**What the task asks**
Retype exactly the lines that run from the line with "Kindly provide the mask of every instance of the ocean" to the final line of the entries, keeping both ends and nothing else.

**Records to process**

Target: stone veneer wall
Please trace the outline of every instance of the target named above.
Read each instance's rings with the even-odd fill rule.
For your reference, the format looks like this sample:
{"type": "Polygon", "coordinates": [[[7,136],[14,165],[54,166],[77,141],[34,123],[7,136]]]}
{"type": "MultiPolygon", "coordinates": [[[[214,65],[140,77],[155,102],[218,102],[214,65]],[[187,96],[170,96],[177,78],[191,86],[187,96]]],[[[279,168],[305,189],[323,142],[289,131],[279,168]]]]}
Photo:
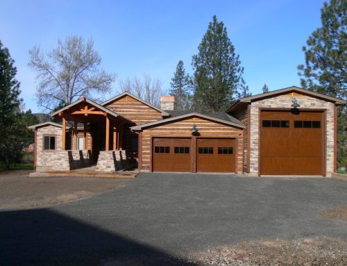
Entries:
{"type": "Polygon", "coordinates": [[[100,151],[95,171],[113,172],[124,168],[126,151],[100,151]]]}
{"type": "Polygon", "coordinates": [[[37,129],[36,135],[37,172],[69,171],[90,164],[91,154],[89,150],[62,150],[62,128],[57,126],[48,126],[37,129]],[[56,150],[45,151],[43,149],[43,137],[44,135],[56,136],[56,150]]]}
{"type": "Polygon", "coordinates": [[[259,165],[259,109],[261,108],[288,108],[296,97],[300,108],[326,110],[326,173],[330,176],[334,169],[334,108],[332,103],[308,96],[278,96],[253,102],[251,104],[251,158],[250,174],[258,174],[259,165]]]}

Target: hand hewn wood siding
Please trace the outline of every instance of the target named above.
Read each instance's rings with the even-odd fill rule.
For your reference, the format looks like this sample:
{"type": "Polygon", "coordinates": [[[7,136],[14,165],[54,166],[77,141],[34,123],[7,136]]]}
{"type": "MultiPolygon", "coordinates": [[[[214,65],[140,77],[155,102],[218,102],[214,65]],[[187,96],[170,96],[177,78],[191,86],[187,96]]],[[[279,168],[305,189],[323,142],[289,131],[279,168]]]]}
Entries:
{"type": "MultiPolygon", "coordinates": [[[[237,168],[242,172],[244,139],[242,128],[234,128],[221,123],[205,119],[192,117],[162,124],[155,128],[144,129],[142,140],[142,169],[150,170],[151,137],[176,136],[192,138],[192,127],[195,124],[201,135],[198,138],[233,138],[237,142],[237,168]]],[[[235,154],[236,155],[236,154],[235,154]]]]}
{"type": "Polygon", "coordinates": [[[137,125],[162,119],[160,112],[128,95],[124,95],[105,107],[134,122],[137,125]]]}

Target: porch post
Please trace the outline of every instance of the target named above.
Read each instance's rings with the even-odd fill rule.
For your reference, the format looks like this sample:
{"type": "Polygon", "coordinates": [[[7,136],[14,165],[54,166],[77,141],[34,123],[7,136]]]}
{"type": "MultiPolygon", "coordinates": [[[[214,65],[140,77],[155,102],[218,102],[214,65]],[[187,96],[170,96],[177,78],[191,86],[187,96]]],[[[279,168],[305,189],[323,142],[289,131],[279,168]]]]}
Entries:
{"type": "Polygon", "coordinates": [[[118,128],[117,122],[114,122],[113,124],[113,150],[117,150],[117,137],[118,137],[118,128]]]}
{"type": "MultiPolygon", "coordinates": [[[[62,150],[64,151],[66,149],[65,146],[65,139],[66,139],[66,119],[65,117],[62,117],[62,150]]],[[[36,131],[35,131],[36,133],[36,131]]],[[[36,140],[36,139],[35,139],[36,140]]],[[[36,147],[36,146],[35,146],[36,147]]]]}
{"type": "Polygon", "coordinates": [[[77,121],[74,121],[74,150],[77,149],[77,121]]]}
{"type": "Polygon", "coordinates": [[[119,150],[123,149],[123,123],[119,125],[119,150]]]}
{"type": "Polygon", "coordinates": [[[106,115],[106,143],[105,144],[105,150],[110,149],[110,118],[106,115]]]}
{"type": "Polygon", "coordinates": [[[87,128],[85,123],[83,124],[83,149],[87,149],[87,128]]]}

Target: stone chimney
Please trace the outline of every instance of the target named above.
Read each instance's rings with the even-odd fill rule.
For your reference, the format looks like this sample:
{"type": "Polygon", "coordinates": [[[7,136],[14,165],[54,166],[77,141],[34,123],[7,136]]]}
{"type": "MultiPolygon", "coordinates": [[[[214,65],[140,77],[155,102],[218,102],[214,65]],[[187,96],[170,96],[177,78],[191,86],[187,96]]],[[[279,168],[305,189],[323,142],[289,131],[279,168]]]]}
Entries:
{"type": "Polygon", "coordinates": [[[174,96],[162,96],[160,97],[160,109],[174,110],[175,104],[174,96]]]}

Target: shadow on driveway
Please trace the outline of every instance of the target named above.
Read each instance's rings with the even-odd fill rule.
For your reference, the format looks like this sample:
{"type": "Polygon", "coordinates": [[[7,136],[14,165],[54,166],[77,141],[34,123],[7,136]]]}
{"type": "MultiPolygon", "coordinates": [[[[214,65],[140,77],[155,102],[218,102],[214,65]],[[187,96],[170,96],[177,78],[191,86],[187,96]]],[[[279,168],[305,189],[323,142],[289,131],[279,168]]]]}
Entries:
{"type": "Polygon", "coordinates": [[[197,266],[48,209],[0,213],[0,239],[3,265],[197,266]]]}

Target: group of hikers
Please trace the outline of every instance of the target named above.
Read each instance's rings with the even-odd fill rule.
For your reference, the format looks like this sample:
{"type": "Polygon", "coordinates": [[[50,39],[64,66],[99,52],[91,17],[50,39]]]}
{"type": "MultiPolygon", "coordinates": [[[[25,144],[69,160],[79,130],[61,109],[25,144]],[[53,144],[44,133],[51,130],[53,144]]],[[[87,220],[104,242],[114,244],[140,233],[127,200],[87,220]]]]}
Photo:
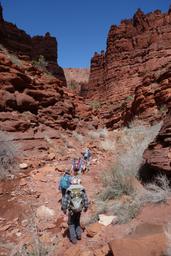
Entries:
{"type": "Polygon", "coordinates": [[[62,194],[61,210],[68,213],[69,237],[73,244],[81,240],[81,212],[88,209],[88,198],[85,188],[81,185],[81,174],[90,171],[91,151],[86,148],[82,157],[74,158],[71,170],[67,169],[59,181],[62,194]]]}

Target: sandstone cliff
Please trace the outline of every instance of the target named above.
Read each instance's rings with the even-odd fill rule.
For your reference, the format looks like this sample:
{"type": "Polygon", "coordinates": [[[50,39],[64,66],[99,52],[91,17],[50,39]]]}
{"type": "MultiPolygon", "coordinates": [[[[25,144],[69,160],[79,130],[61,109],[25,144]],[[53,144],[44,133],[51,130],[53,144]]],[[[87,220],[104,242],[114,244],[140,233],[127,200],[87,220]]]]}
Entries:
{"type": "Polygon", "coordinates": [[[171,12],[145,15],[112,25],[106,51],[91,59],[87,97],[100,102],[107,127],[138,118],[156,120],[171,99],[171,12]],[[103,96],[103,97],[102,97],[103,96]]]}
{"type": "Polygon", "coordinates": [[[40,55],[48,62],[47,69],[66,83],[63,69],[57,63],[57,41],[50,33],[45,36],[30,37],[16,25],[4,21],[0,5],[0,44],[22,59],[37,60],[40,55]]]}

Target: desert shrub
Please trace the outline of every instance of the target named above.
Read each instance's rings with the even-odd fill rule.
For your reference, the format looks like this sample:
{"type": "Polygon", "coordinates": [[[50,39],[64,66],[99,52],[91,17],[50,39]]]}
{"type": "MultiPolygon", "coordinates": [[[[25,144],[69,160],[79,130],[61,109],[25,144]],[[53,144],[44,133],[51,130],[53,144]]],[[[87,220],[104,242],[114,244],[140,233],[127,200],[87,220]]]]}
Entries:
{"type": "MultiPolygon", "coordinates": [[[[98,200],[107,205],[105,211],[118,216],[120,223],[134,218],[144,204],[164,202],[168,197],[170,189],[167,179],[163,176],[145,188],[137,190],[136,187],[143,152],[154,140],[160,127],[161,124],[147,126],[142,123],[136,125],[132,123],[129,128],[124,128],[114,134],[117,140],[115,143],[113,142],[115,144],[113,152],[117,156],[117,162],[102,174],[103,186],[98,194],[98,200]],[[129,201],[119,201],[122,195],[127,195],[130,198],[129,201]],[[115,203],[116,199],[117,203],[115,203]],[[111,206],[111,202],[113,202],[113,206],[111,206]]],[[[104,141],[108,140],[109,138],[104,141]]],[[[111,143],[111,145],[113,144],[111,143]]]]}
{"type": "Polygon", "coordinates": [[[32,61],[32,65],[41,71],[47,72],[48,62],[43,55],[40,55],[38,60],[32,61]]]}
{"type": "Polygon", "coordinates": [[[164,234],[166,236],[166,252],[163,256],[170,256],[171,255],[171,223],[169,222],[164,228],[164,234]]]}
{"type": "Polygon", "coordinates": [[[145,190],[140,195],[141,203],[161,203],[166,202],[171,193],[169,181],[166,176],[156,177],[153,183],[145,186],[145,190]]]}
{"type": "Polygon", "coordinates": [[[134,193],[131,178],[128,178],[119,166],[105,171],[102,181],[104,189],[99,194],[99,197],[103,201],[115,199],[123,194],[132,195],[134,193]]]}
{"type": "Polygon", "coordinates": [[[29,243],[24,243],[22,246],[16,246],[14,256],[54,256],[56,255],[57,247],[60,239],[54,236],[50,244],[45,244],[41,239],[41,235],[37,225],[36,214],[31,207],[31,212],[28,218],[26,227],[27,234],[30,236],[29,243]]]}
{"type": "Polygon", "coordinates": [[[110,209],[114,215],[118,217],[118,223],[127,223],[135,218],[141,207],[141,201],[137,198],[127,202],[114,202],[110,209]]]}
{"type": "Polygon", "coordinates": [[[0,179],[14,172],[17,163],[18,148],[9,135],[0,131],[0,179]]]}

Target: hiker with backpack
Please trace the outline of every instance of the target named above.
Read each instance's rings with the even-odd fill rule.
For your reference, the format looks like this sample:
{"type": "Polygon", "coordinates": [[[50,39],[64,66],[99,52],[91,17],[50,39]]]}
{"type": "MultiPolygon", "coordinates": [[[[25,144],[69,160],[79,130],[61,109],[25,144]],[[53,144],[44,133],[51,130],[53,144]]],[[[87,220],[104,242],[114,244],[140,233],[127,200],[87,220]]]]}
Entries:
{"type": "Polygon", "coordinates": [[[74,177],[71,186],[67,189],[62,202],[62,210],[64,214],[68,211],[68,227],[70,241],[77,243],[77,239],[81,240],[82,229],[80,227],[81,212],[88,209],[88,198],[85,188],[80,185],[80,179],[74,177]]]}
{"type": "Polygon", "coordinates": [[[87,172],[89,172],[90,171],[91,151],[89,148],[86,148],[82,154],[83,154],[83,159],[85,161],[85,169],[87,170],[87,172]]]}
{"type": "Polygon", "coordinates": [[[63,201],[66,190],[71,185],[71,182],[72,182],[72,176],[70,175],[70,171],[66,170],[64,175],[61,177],[61,179],[59,181],[59,190],[61,190],[61,193],[62,193],[61,202],[63,201]]]}
{"type": "Polygon", "coordinates": [[[74,176],[81,174],[81,166],[82,166],[82,161],[81,161],[80,157],[78,159],[74,158],[72,160],[71,170],[72,170],[74,176]]]}

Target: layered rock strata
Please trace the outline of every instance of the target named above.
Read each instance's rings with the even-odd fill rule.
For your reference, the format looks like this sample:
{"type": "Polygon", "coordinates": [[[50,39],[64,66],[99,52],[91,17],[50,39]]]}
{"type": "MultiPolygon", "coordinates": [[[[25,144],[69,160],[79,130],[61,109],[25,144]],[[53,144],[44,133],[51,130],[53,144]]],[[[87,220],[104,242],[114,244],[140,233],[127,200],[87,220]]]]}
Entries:
{"type": "Polygon", "coordinates": [[[66,83],[63,69],[57,63],[57,41],[50,33],[30,37],[16,25],[4,21],[0,6],[0,44],[23,59],[38,60],[40,55],[48,62],[47,69],[66,83]]]}
{"type": "Polygon", "coordinates": [[[165,117],[157,138],[145,151],[144,159],[146,168],[171,175],[171,111],[165,117]]]}
{"type": "Polygon", "coordinates": [[[105,52],[91,59],[89,101],[100,102],[98,115],[117,128],[135,116],[154,120],[171,98],[171,12],[145,15],[112,25],[105,52]]]}

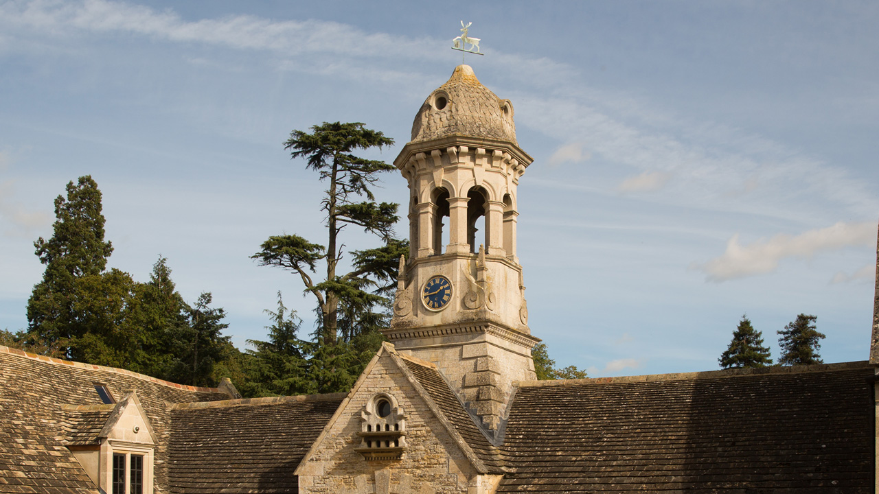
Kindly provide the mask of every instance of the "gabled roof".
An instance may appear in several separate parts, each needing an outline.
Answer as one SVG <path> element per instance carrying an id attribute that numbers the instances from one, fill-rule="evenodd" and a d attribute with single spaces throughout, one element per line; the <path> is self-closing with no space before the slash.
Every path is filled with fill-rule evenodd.
<path id="1" fill-rule="evenodd" d="M 452 391 L 436 366 L 405 354 L 397 354 L 412 380 L 426 392 L 427 399 L 435 404 L 434 413 L 446 420 L 476 457 L 484 464 L 486 473 L 503 472 L 504 460 L 500 452 L 474 423 L 473 418 Z"/>
<path id="2" fill-rule="evenodd" d="M 367 365 L 360 379 L 354 383 L 354 387 L 339 404 L 338 410 L 326 423 L 311 448 L 301 459 L 300 466 L 297 468 L 297 474 L 315 454 L 316 448 L 321 441 L 329 435 L 330 430 L 338 420 L 352 396 L 357 394 L 382 357 L 389 357 L 402 371 L 406 380 L 425 401 L 436 418 L 443 425 L 476 471 L 480 473 L 499 473 L 502 471 L 502 461 L 498 452 L 479 432 L 469 415 L 464 411 L 461 402 L 454 397 L 448 383 L 440 374 L 436 367 L 430 362 L 397 353 L 394 345 L 386 342 L 381 344 L 381 348 Z"/>
<path id="3" fill-rule="evenodd" d="M 64 446 L 98 446 L 115 404 L 64 405 L 58 424 Z"/>
<path id="4" fill-rule="evenodd" d="M 0 346 L 0 493 L 97 494 L 95 484 L 64 444 L 69 438 L 93 445 L 97 424 L 104 419 L 101 427 L 105 425 L 96 383 L 106 385 L 117 396 L 126 389 L 139 391 L 143 410 L 160 440 L 155 465 L 158 487 L 166 483 L 168 404 L 229 397 L 215 389 L 183 386 L 6 346 Z M 93 411 L 77 411 L 64 410 L 65 405 L 99 406 Z"/>
<path id="5" fill-rule="evenodd" d="M 867 362 L 519 384 L 498 492 L 873 492 Z"/>
<path id="6" fill-rule="evenodd" d="M 297 492 L 296 467 L 345 393 L 178 404 L 171 410 L 173 492 Z"/>

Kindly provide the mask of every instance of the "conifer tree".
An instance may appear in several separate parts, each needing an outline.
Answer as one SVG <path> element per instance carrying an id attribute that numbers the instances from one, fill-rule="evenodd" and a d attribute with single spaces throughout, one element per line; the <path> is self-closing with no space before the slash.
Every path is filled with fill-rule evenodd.
<path id="1" fill-rule="evenodd" d="M 751 325 L 746 316 L 742 316 L 738 327 L 732 333 L 730 346 L 721 354 L 720 367 L 765 367 L 772 365 L 769 349 L 763 346 L 763 333 Z"/>
<path id="2" fill-rule="evenodd" d="M 395 280 L 397 262 L 408 251 L 408 243 L 393 237 L 398 205 L 375 202 L 371 190 L 381 173 L 395 167 L 352 154 L 358 149 L 381 149 L 394 141 L 362 123 L 324 122 L 311 130 L 310 134 L 294 130 L 286 149 L 291 150 L 293 158 L 305 158 L 306 167 L 327 182 L 321 201 L 321 209 L 326 213 L 327 243 L 314 243 L 298 235 L 274 236 L 251 258 L 260 265 L 281 267 L 300 277 L 306 293 L 312 294 L 317 302 L 318 340 L 332 345 L 338 338 L 340 319 L 345 339 L 363 330 L 360 323 L 373 325 L 372 316 L 381 311 L 387 300 L 376 289 L 381 291 Z M 351 252 L 352 269 L 342 274 L 338 269 L 345 245 L 339 235 L 349 225 L 378 236 L 384 245 Z M 316 279 L 319 263 L 325 265 L 325 271 Z"/>
<path id="3" fill-rule="evenodd" d="M 76 307 L 82 302 L 80 282 L 100 276 L 113 252 L 111 243 L 104 241 L 102 207 L 101 192 L 91 176 L 68 183 L 67 198 L 59 195 L 54 201 L 52 236 L 48 240 L 40 236 L 33 243 L 46 271 L 27 302 L 28 336 L 60 345 L 64 348 L 62 354 L 69 358 L 77 357 L 74 344 L 89 330 L 81 316 L 82 307 L 79 310 Z"/>
<path id="4" fill-rule="evenodd" d="M 778 331 L 781 338 L 778 345 L 781 347 L 781 358 L 778 360 L 781 366 L 805 366 L 810 364 L 823 364 L 818 348 L 819 340 L 826 338 L 817 331 L 815 321 L 817 316 L 800 314 L 796 320 L 788 323 L 784 330 Z"/>

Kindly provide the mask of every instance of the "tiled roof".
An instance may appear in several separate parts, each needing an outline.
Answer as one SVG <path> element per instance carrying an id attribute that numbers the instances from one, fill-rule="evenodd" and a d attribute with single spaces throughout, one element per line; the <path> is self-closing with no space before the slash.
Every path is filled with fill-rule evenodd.
<path id="1" fill-rule="evenodd" d="M 440 407 L 441 413 L 490 471 L 502 471 L 504 461 L 499 452 L 489 442 L 473 418 L 464 410 L 440 371 L 435 367 L 419 364 L 411 358 L 403 357 L 401 360 L 405 362 L 406 367 Z"/>
<path id="2" fill-rule="evenodd" d="M 177 405 L 173 492 L 298 492 L 294 471 L 345 393 Z"/>
<path id="3" fill-rule="evenodd" d="M 499 492 L 873 492 L 866 362 L 520 383 Z"/>
<path id="4" fill-rule="evenodd" d="M 137 389 L 159 438 L 156 493 L 165 491 L 167 483 L 168 404 L 229 397 L 214 389 L 168 383 L 129 371 L 38 357 L 5 346 L 0 346 L 0 493 L 97 494 L 95 484 L 62 442 L 69 433 L 63 428 L 64 405 L 102 404 L 95 383 L 106 385 L 117 396 L 125 389 Z"/>
<path id="5" fill-rule="evenodd" d="M 64 446 L 96 446 L 114 405 L 65 405 L 58 424 Z"/>

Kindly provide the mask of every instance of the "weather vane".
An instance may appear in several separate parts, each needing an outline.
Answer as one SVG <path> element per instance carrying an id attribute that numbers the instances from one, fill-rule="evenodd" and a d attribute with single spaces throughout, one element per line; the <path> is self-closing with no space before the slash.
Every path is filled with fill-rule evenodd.
<path id="1" fill-rule="evenodd" d="M 464 25 L 464 21 L 461 21 L 461 35 L 458 36 L 454 40 L 452 40 L 452 49 L 458 50 L 459 52 L 464 52 L 461 54 L 461 62 L 464 62 L 464 54 L 471 53 L 473 54 L 485 54 L 483 53 L 479 53 L 479 38 L 470 38 L 467 35 L 467 31 L 469 29 L 472 22 L 467 23 Z M 470 49 L 466 49 L 466 46 L 470 45 Z"/>

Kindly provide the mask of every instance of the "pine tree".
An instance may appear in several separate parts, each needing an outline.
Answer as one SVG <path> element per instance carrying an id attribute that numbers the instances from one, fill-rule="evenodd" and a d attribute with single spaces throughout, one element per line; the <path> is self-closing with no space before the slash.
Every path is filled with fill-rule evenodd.
<path id="1" fill-rule="evenodd" d="M 746 316 L 742 316 L 738 327 L 732 333 L 730 346 L 721 354 L 720 367 L 765 367 L 772 365 L 769 349 L 763 346 L 763 333 L 751 325 Z"/>
<path id="2" fill-rule="evenodd" d="M 81 316 L 81 280 L 99 277 L 113 252 L 111 243 L 104 241 L 101 210 L 98 184 L 91 176 L 80 177 L 76 184 L 68 183 L 67 199 L 55 199 L 52 237 L 33 243 L 46 271 L 27 302 L 28 337 L 62 346 L 62 354 L 69 358 L 81 358 L 74 346 L 89 332 Z M 89 285 L 93 288 L 95 283 Z"/>
<path id="3" fill-rule="evenodd" d="M 818 348 L 818 340 L 826 338 L 817 330 L 815 321 L 817 316 L 800 314 L 796 320 L 788 323 L 784 330 L 778 331 L 781 338 L 778 345 L 781 347 L 781 358 L 778 360 L 782 366 L 805 366 L 810 364 L 823 364 Z"/>
<path id="4" fill-rule="evenodd" d="M 306 293 L 312 294 L 317 302 L 318 339 L 331 345 L 340 329 L 343 339 L 348 340 L 381 323 L 381 317 L 377 322 L 375 316 L 387 301 L 381 290 L 396 280 L 397 263 L 408 251 L 408 243 L 393 237 L 398 205 L 375 202 L 371 190 L 380 173 L 395 167 L 352 154 L 357 149 L 381 149 L 394 141 L 361 123 L 324 122 L 311 130 L 311 134 L 294 130 L 286 147 L 293 158 L 306 158 L 307 168 L 328 182 L 321 201 L 321 209 L 326 212 L 327 243 L 313 243 L 298 235 L 274 236 L 251 258 L 260 265 L 281 267 L 300 277 Z M 340 274 L 345 246 L 339 234 L 348 225 L 375 235 L 384 245 L 352 252 L 352 271 Z M 315 279 L 321 262 L 325 265 L 325 275 L 323 280 Z"/>

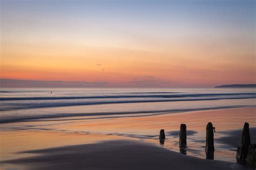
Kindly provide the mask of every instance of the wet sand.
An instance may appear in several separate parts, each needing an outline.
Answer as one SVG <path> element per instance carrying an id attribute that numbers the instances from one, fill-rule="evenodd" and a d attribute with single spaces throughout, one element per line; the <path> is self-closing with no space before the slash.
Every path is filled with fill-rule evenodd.
<path id="1" fill-rule="evenodd" d="M 42 169 L 250 168 L 235 162 L 234 150 L 241 141 L 245 122 L 250 124 L 252 143 L 256 143 L 255 113 L 255 108 L 247 108 L 145 117 L 2 124 L 9 130 L 0 134 L 0 158 L 5 162 L 0 166 L 4 169 Z M 205 128 L 208 122 L 213 124 L 217 131 L 214 160 L 205 159 Z M 179 153 L 178 132 L 181 123 L 187 125 L 187 155 Z M 24 129 L 17 131 L 16 127 Z M 161 129 L 166 133 L 164 145 L 160 144 L 158 139 Z"/>
<path id="2" fill-rule="evenodd" d="M 228 162 L 204 160 L 131 140 L 27 151 L 38 154 L 6 161 L 28 169 L 254 169 Z"/>

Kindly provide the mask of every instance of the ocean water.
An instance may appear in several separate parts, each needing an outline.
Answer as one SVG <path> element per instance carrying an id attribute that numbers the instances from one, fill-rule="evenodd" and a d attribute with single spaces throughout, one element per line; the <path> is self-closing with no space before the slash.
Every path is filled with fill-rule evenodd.
<path id="1" fill-rule="evenodd" d="M 250 88 L 2 88 L 0 123 L 145 116 L 256 105 Z"/>

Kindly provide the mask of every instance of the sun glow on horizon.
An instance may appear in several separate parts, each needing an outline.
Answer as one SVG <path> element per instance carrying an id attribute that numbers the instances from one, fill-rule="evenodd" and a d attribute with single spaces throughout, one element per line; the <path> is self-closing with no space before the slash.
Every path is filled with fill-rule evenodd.
<path id="1" fill-rule="evenodd" d="M 255 2 L 224 2 L 3 1 L 1 78 L 255 83 Z"/>

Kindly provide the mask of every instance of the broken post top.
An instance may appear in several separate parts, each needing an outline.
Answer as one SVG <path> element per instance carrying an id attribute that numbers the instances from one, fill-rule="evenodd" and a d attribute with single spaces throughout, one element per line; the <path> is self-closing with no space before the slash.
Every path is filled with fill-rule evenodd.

**Answer in full**
Kindly provide the mask of every instance of the ocean water.
An instance may appear in several separate parts, each needing an outline.
Answer as one SVG <path> element per instance carrying an id attribute that numbers the instances from one, fill-rule="evenodd" and a d attribute with single spaces throughout, one element per line; the <path> is self-closing with no space before the slash.
Every path is filled with fill-rule evenodd.
<path id="1" fill-rule="evenodd" d="M 250 88 L 2 88 L 0 123 L 145 116 L 256 105 Z"/>

Kindly provide the mask of every instance of the sun glow on horizon.
An instance may appear in several separate parts, each needing an outline.
Answer as one SVG <path> element per instance carrying an id attribute that numbers the instances from one, fill-rule="evenodd" and a d attribute with single spaces throughout, one element per line; the <path> is self-closing with no space before the slash.
Every path is filled with fill-rule evenodd.
<path id="1" fill-rule="evenodd" d="M 255 2 L 224 2 L 3 1 L 1 78 L 255 83 Z"/>

Kindly provide the mask of every instance of the broken post top.
An instance may appear in several separate parts, each needing an outline.
Answer as one SVG <path> element per instance carrying an id attribute that numbers the instances from one, fill-rule="evenodd" and a d attribute with single spaces throughout, one element per line; the <path> is self-closing with no space before the slash.
Every path is filled with fill-rule evenodd.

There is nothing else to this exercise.